== Information shown ==

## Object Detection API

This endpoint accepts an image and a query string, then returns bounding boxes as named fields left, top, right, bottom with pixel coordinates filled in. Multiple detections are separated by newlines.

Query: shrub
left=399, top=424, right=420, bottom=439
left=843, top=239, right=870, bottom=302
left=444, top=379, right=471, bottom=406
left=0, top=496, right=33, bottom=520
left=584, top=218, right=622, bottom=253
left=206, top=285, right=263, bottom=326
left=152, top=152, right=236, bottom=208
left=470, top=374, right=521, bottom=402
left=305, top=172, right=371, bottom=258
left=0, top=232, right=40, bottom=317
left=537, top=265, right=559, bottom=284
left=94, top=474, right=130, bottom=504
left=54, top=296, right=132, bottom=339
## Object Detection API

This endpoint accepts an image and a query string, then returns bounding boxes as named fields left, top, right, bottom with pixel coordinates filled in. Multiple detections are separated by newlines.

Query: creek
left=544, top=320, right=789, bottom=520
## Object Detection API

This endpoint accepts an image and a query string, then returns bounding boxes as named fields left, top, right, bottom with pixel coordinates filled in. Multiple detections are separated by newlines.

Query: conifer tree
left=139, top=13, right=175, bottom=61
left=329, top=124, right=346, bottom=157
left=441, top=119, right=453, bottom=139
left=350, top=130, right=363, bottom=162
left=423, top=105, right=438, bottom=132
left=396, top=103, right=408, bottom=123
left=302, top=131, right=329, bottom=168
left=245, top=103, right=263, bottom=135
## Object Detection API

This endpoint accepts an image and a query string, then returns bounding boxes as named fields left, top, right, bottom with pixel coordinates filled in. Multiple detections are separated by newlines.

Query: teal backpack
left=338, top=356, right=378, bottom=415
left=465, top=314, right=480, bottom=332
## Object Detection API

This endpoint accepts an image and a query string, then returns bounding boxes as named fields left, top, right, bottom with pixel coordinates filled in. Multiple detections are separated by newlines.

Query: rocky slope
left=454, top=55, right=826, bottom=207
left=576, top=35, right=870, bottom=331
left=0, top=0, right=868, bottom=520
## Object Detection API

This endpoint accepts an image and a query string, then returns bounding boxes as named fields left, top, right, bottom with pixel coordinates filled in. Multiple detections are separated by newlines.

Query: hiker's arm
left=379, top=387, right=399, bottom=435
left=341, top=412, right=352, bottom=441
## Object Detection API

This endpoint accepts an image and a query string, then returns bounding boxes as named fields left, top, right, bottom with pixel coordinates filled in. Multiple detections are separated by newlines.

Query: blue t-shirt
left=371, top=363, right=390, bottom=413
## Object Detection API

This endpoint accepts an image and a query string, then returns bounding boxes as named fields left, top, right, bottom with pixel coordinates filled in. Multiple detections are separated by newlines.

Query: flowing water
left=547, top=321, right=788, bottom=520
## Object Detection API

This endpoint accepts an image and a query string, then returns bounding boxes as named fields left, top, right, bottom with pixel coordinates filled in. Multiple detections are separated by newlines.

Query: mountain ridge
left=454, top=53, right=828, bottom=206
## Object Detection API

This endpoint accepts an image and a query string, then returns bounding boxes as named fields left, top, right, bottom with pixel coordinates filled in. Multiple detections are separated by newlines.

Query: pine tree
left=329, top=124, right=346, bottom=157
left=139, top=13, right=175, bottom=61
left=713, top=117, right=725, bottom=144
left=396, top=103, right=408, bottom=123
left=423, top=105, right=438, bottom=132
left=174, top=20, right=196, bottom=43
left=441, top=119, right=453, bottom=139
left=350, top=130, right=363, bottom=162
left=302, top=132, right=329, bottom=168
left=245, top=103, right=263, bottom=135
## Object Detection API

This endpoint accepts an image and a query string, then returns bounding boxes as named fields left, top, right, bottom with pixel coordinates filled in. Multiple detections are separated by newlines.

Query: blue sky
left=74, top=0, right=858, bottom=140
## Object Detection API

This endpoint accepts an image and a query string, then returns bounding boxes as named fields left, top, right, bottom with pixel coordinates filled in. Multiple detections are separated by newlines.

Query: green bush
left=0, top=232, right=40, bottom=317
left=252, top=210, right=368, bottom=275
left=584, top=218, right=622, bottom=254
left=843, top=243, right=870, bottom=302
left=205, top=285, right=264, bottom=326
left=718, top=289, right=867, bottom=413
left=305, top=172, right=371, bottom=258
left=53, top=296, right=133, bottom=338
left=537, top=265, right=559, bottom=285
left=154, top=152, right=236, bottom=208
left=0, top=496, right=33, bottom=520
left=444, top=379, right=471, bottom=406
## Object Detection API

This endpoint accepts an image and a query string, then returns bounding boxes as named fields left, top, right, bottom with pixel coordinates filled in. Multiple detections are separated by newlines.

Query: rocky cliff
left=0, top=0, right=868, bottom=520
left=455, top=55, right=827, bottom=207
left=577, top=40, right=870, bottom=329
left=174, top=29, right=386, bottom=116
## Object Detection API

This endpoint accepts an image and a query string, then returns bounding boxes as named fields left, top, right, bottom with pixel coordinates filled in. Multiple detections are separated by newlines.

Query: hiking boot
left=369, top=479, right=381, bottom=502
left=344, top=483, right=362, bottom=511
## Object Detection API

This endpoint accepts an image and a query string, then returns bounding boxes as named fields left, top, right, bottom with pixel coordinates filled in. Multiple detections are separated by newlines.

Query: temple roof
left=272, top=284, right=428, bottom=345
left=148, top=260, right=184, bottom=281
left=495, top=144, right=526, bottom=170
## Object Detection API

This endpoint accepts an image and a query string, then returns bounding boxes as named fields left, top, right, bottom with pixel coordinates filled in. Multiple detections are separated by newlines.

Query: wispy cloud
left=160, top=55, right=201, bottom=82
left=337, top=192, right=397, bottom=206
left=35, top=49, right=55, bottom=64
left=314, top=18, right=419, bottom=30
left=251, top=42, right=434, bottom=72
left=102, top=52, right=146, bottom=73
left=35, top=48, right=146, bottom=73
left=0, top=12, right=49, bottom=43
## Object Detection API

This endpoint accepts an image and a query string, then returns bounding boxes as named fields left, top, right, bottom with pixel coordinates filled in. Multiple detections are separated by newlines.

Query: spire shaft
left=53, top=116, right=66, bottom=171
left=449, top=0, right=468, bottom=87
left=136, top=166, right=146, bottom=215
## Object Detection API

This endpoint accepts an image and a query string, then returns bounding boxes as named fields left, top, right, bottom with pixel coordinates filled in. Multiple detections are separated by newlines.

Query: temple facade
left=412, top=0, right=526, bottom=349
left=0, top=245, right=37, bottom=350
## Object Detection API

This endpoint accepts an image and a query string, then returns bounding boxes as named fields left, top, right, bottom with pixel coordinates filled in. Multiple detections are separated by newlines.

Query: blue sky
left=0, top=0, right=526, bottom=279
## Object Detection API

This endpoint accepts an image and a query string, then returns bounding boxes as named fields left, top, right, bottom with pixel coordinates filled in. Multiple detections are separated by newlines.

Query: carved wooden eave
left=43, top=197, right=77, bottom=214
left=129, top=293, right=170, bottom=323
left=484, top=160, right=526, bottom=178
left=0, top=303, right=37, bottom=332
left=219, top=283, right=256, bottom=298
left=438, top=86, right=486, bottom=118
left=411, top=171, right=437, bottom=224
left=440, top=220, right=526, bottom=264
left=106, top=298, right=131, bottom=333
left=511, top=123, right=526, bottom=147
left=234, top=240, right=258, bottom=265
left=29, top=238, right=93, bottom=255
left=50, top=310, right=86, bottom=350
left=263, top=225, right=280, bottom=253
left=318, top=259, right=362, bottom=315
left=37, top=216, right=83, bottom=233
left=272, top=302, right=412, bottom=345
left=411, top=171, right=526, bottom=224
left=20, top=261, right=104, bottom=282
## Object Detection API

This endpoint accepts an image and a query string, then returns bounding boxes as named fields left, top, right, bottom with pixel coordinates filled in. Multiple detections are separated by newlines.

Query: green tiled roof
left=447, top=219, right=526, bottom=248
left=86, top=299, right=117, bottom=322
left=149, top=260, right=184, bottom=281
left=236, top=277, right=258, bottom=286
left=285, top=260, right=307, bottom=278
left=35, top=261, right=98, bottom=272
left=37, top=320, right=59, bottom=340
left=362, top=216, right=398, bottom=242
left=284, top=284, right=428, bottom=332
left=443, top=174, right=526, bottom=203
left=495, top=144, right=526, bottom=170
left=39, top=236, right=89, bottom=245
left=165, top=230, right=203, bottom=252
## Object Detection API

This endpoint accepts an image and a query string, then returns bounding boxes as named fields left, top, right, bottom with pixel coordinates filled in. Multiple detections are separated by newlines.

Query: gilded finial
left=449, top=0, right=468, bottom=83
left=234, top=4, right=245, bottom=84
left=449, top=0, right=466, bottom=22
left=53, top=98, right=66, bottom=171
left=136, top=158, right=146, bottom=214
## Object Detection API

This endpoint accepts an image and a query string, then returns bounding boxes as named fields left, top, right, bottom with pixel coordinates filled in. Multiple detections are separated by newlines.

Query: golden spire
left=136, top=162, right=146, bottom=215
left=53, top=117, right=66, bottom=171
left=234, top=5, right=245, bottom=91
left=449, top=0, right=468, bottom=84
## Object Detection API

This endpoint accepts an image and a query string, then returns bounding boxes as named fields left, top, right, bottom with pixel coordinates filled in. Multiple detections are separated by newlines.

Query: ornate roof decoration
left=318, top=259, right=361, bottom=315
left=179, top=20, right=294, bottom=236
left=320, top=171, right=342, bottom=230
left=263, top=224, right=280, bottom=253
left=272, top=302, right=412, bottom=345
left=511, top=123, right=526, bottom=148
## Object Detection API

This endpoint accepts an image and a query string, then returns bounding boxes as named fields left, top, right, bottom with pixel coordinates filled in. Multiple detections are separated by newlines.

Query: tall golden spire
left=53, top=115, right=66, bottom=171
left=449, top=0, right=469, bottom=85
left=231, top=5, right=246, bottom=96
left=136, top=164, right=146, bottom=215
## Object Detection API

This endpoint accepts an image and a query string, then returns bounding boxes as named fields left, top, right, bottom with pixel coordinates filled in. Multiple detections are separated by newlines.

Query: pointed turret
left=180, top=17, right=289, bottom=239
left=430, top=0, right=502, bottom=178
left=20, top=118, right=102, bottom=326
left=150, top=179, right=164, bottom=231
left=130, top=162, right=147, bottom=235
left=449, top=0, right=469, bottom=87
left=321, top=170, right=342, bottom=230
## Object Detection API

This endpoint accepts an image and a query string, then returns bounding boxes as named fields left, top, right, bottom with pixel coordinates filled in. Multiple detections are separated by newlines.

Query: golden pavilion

===

• _Task requirements_: State how many lines of the entries above contain the word "roof", treating case as significant. Reply with the number only.

• _Result for this task_: 3